• TO DO: Find each line in the listing below that contains the word "roof" and copy those lines out in full.
— START —
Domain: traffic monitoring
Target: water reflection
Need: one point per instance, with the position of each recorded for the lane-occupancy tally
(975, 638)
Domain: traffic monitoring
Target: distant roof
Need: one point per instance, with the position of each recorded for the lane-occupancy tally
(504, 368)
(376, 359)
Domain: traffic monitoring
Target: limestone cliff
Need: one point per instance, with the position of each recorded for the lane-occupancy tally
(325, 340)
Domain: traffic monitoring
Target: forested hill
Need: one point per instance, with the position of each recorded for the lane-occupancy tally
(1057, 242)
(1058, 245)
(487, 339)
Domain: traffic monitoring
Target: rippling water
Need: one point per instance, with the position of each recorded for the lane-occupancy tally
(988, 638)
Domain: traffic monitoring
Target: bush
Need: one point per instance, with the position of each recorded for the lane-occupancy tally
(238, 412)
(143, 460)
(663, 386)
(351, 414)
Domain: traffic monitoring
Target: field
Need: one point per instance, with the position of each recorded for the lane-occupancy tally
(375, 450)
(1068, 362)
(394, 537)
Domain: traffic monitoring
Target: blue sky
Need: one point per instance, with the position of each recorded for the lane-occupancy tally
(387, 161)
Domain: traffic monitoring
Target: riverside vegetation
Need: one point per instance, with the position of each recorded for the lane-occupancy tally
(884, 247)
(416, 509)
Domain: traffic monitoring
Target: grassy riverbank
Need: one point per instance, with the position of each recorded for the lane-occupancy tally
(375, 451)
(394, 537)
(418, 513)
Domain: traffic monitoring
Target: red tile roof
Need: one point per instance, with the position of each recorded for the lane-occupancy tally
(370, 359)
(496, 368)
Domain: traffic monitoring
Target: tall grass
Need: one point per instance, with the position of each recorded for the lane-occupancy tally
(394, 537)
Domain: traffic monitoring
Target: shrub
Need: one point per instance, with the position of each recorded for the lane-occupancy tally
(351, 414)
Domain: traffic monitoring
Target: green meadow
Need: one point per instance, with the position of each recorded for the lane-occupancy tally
— END —
• EXERCISE SOLUTION:
Target: distant roof
Target: red tile roof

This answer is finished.